── Selected extract ──

Allennlp: cuda runtime error (59) on training allennlp BiDAF

Created on 18 Jun 2018  ·  13Comments  ·  Source: allenai/allennlp

Edit: Sorry forgot to include system specs

  • allennlp: 0.5.0
  • pytorch: '0.4.0'
  • gpu devices 'TITAN Xp'

So I'm trying to retrain the allennlp BiDAF model on the Squad 2.0 dataset. I've modified the Squad 2.0 dataset so that it works the Squad 1.1. dataset reader. For unanswerable questions, I've fixed the answer to the first char in the context paragraph and set the answer start to 0.

I was able to get BiDAF to train successfully on a small subset (the first 45 topics) of the Squad 2.0 train dataset and using the full dev dataset. When I increase number of topics to 46, regardless of the topic I include, I run into a wierd CUDA runtime error (below). It consistently happens midway through training the first epoch.

2018-06-18 16:00:42,404 - INFO - allennlp.training.trainer - Beginning training.
2018-06-18 16:00:42,404 - INFO - allennlp.training.trainer - Epoch 0/19
2018-06-18 16:00:42,404 - INFO - allennlp.training.trainer - Peak CPU memory usage MB: 3518.464
2018-06-18 16:00:42,500 - INFO - allennlp.training.trainer - GPU 0 memory usage MB: 12
2018-06-18 16:00:42,501 - INFO - allennlp.training.trainer - GPU 1 memory usage MB: 705
  0%|          | 0/369 [00:00<?, ?it/s]2018-06-18 16:00:42,502 - INFO - allennlp.training.trainer - Training
start_acc: 0.2136, end_acc: 0.1931, span_acc: 0.1876, em: 0.0145, f1: 0.0220, loss: 8.0499 ||:  14%|#3        | 50/369 [00:26<02:51,  1.86it/s]/opt/conda/conda-bld/pytorch_1524586445097/work/aten/src/THCUNN/ClassNLLCriterion.cu:105: void cunn_ClassNLLCriterion_updateOutput_kernel(Dtype *, Dtype *, Dtype *, long *, Dtype *, int, int, int, int, long) [with Dtype = float, Acctype = float]: block: [0,0,0], thread: [3,0,0] Assertion `t >= 0 && t < n_classes` failed.

───
── Information shown ──

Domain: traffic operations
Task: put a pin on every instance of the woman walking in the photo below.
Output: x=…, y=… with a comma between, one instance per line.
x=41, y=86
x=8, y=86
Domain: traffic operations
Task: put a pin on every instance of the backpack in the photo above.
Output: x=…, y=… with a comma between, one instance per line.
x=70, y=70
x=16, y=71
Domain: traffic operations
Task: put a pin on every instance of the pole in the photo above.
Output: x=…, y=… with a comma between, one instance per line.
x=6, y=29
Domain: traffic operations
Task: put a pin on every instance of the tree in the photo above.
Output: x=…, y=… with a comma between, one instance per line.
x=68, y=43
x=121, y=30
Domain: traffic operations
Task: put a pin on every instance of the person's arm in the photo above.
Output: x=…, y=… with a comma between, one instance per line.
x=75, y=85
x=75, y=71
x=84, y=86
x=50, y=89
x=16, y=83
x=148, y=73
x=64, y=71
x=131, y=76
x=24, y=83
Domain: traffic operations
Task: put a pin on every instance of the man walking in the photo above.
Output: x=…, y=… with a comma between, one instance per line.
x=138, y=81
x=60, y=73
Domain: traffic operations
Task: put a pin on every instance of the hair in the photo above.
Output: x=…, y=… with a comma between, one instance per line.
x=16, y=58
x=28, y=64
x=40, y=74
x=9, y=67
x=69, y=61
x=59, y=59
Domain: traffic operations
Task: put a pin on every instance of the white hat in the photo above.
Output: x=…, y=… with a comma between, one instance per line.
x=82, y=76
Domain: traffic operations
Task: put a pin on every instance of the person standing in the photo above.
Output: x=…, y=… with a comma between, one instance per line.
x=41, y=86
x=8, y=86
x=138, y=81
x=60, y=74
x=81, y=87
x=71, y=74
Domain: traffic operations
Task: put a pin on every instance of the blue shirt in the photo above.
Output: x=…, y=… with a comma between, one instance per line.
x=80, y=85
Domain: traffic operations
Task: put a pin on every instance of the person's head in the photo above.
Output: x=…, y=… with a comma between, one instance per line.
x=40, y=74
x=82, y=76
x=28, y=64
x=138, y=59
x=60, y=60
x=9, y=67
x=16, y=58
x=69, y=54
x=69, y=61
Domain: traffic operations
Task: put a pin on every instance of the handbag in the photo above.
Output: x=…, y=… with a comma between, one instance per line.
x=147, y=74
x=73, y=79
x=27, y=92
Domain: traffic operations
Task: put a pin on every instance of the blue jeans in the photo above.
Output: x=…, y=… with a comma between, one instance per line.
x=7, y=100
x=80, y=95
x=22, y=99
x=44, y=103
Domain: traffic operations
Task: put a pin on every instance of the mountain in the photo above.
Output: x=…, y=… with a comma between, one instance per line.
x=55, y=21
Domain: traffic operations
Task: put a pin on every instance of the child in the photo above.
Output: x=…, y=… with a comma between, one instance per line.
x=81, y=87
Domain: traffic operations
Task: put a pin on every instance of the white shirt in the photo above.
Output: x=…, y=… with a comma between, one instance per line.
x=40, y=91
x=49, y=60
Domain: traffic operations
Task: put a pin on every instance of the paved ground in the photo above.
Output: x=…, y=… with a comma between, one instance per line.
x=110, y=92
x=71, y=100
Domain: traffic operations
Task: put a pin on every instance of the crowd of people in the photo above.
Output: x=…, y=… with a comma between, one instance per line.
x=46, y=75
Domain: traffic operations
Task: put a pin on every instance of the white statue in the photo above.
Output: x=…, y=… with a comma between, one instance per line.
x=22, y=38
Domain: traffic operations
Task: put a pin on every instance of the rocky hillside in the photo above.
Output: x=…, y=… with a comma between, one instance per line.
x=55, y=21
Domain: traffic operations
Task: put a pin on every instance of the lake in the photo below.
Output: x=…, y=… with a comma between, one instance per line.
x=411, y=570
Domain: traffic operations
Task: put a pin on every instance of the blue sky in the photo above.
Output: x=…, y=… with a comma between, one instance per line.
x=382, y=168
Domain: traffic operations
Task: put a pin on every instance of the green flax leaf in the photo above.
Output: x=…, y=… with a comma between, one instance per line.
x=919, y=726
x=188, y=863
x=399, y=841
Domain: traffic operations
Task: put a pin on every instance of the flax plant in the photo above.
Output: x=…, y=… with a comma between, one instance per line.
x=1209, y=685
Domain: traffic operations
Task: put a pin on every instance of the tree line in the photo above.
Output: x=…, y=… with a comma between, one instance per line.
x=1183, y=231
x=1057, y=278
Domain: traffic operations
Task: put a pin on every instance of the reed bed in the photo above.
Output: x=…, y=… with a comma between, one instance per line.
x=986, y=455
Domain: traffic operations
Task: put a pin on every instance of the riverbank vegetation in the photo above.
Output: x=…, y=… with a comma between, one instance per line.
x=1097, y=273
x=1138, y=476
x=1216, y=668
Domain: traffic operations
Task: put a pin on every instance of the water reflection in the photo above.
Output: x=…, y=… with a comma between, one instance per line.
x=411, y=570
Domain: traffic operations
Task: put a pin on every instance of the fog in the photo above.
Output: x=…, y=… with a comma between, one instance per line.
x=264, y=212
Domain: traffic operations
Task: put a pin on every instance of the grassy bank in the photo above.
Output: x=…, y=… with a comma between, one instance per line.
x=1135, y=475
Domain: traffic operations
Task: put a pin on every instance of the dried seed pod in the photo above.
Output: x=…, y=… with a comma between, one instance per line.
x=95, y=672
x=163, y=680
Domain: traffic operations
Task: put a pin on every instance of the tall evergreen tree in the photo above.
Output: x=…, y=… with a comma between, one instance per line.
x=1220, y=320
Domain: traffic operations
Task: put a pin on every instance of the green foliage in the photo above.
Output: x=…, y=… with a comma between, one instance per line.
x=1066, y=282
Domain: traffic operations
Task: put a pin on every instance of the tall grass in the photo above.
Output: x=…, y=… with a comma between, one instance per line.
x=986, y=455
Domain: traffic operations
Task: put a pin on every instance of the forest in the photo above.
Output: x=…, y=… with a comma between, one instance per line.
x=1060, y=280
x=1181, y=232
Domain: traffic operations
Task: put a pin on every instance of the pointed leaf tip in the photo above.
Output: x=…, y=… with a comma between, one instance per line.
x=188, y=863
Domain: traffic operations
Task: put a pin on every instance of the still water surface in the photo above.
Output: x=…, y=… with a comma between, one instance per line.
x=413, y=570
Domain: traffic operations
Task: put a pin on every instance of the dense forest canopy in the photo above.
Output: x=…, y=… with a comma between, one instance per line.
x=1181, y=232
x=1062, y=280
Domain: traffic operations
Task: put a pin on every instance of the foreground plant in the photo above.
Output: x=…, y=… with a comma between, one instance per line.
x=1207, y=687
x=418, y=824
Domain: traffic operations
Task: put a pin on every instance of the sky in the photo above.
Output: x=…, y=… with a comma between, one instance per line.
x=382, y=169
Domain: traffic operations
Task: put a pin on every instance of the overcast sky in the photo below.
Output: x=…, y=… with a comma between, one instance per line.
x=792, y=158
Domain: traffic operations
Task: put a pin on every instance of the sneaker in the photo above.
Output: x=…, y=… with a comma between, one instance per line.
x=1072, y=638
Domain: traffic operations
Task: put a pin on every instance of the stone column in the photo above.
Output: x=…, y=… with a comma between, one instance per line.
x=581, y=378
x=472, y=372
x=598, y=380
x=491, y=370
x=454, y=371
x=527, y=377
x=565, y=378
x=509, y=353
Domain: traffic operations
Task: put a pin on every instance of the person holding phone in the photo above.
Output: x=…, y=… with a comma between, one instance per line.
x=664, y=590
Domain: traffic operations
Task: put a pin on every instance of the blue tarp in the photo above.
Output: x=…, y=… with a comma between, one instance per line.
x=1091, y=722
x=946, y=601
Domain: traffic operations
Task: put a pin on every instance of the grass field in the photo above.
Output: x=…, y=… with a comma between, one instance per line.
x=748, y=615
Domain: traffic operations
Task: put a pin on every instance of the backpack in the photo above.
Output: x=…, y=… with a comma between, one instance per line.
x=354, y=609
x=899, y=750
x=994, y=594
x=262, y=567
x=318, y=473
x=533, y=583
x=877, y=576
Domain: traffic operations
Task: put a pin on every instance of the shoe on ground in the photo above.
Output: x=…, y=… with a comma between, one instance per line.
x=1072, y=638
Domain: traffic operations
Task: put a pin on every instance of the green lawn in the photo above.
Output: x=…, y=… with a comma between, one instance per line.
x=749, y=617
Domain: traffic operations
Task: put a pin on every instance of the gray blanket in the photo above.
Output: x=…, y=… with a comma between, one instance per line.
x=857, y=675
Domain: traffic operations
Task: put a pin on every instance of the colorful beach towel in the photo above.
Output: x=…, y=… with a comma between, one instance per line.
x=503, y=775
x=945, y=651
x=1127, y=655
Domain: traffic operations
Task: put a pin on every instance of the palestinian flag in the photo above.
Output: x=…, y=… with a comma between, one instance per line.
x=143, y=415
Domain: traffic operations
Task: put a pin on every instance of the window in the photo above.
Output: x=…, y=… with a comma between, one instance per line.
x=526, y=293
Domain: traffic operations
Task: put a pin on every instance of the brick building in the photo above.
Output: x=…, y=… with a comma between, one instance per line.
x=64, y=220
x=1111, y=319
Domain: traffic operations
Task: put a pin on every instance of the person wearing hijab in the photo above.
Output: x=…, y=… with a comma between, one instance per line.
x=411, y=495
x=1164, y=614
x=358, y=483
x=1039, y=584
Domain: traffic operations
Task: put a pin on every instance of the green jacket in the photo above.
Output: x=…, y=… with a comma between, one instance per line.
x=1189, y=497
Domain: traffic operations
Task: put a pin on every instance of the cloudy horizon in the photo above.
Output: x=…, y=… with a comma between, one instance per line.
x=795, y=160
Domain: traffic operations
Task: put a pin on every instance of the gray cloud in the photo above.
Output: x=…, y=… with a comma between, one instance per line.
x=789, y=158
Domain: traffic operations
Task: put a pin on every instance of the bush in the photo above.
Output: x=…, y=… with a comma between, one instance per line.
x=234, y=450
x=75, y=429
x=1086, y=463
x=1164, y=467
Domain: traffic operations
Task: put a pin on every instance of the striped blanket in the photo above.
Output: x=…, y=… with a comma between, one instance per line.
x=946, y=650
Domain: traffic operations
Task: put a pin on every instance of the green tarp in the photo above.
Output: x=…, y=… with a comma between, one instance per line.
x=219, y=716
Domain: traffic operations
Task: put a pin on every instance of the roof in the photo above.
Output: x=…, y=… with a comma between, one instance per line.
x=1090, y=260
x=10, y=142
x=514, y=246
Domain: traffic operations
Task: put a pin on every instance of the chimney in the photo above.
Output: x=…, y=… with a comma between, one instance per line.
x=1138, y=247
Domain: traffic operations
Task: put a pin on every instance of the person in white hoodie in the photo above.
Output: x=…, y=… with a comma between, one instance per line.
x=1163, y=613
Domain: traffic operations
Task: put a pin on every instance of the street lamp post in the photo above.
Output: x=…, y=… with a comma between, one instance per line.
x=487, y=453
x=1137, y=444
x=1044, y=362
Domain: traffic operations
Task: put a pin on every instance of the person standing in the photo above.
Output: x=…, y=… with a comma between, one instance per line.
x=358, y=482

───

▶ **Stated exercise A**: In the issue about the BiDAF CUDA error, how many topics from the Squad 2.0 training set could BiDAF train on successfully?
▶ **Stated exercise B**: Extend the issue report on the BiDAF CUDA error, starting after its final line.

▶ **Written response A**: The first 45 topics. The error appears once the number is increased to 46.

▶ **Written response B**:
THCudaCheck FAIL file=/opt/conda/conda-bld/pytorch_1524586445097/work/aten/src/THC/generic/THCTensorCopy.c line=70 error=59 : device-side assert triggered
Traceback (most recent call last):
  File "/home/dhairya/.conda/envs/nlp/lib/python3.6/runpy.py", line 193, in _run_module_as_main
    "__main__", mod_spec)
  File "/home/dhairya/.conda/envs/nlp/lib/python3.6/runpy.py", line 85, in _run_code
    exec(code, run_globals)
  File "/home/dhairya/.conda/envs/nlp/lib/python3.6/site-packages/allennlp/run.py", line 18, in <module>
    main(prog="allennlp")
  File "/home/dhairya/.conda/envs/nlp/lib/python3.6/site-packages/allennlp/commands/__init__.py", line 70, in main
    args.func(args)
  File "/home/dhairya/.conda/envs/nlp/lib/python3.6/site-packages/allennlp/commands/train.py", line 101, in train_model_from_args
    args.recover)
  File "/home/dhairya/.conda/envs/nlp/lib/python3.6/site-packages/allennlp/commands/train.py", line 131, in train_model_from_file
    return train_model(params, serialization_dir, file_friendly_logging, recover)
  File "/home/dhairya/.conda/envs/nlp/lib/python3.6/site-packages/allennlp/commands/train.py", line 296, in train_model
    metrics = trainer.train()
  File "/home/dhairya/.conda/envs/nlp/lib/python3.6/site-packages/allennlp/training/trainer.py", line 679, in train
    train_metrics = self._train_epoch(epoch)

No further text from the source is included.